:: Records provided ::
+++
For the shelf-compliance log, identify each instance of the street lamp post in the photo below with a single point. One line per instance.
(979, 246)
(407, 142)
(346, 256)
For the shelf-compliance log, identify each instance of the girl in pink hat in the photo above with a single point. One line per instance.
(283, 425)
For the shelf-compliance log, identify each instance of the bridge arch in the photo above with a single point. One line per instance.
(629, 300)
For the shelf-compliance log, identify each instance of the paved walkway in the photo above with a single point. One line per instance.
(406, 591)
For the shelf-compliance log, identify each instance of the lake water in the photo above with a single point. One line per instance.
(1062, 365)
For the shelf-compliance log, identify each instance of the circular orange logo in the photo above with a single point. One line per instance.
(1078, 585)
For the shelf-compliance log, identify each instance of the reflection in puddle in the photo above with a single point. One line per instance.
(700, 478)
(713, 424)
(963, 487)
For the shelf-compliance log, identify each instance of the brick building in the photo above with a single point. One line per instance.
+++
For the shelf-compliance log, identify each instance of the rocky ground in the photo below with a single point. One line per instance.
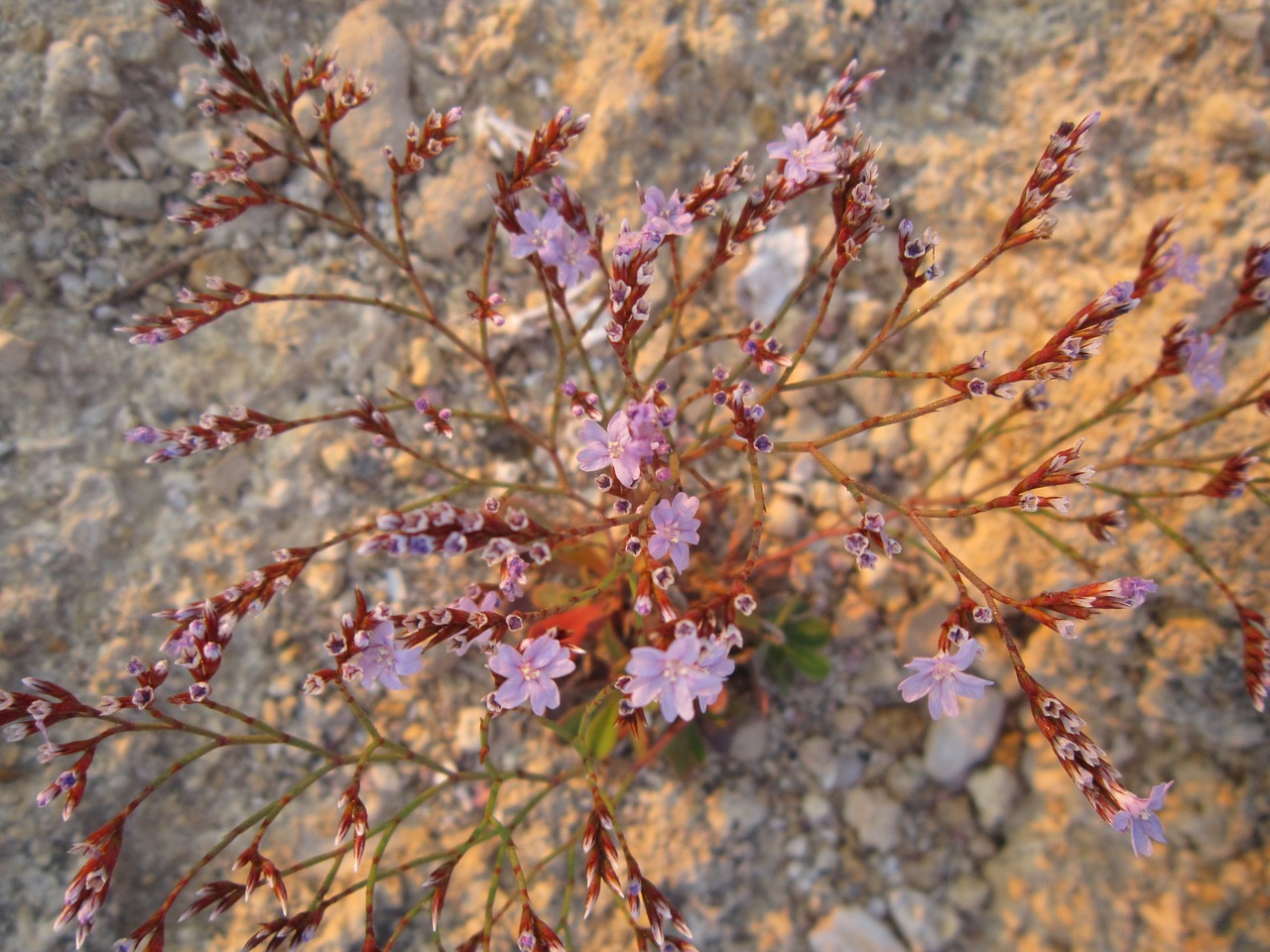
+++
:: Task details ::
Please rescale the part that opens with the line containing "of the circular" and closes with the line containing "of the brick", both ends included, by rewriting every line in it, requests too, with each coordinate in the answers multiplied by 1.95 and rounded to a whole number, halves going up. Give only those lines.

:: Answer to this problem ::
For the shelf-compliance log, identify each instance of the circular orange logo in the photo above with a single point. One line per instance.
(2102, 1141)
For the shelf-compliance log, identify each instance of the reflection in puddle in the photo above with a single point. One line per instance.
(1365, 932)
(1390, 827)
(1878, 950)
For the shelf-compliance log, identify each instance of the brick building in the photo above with a single point. One line per instance.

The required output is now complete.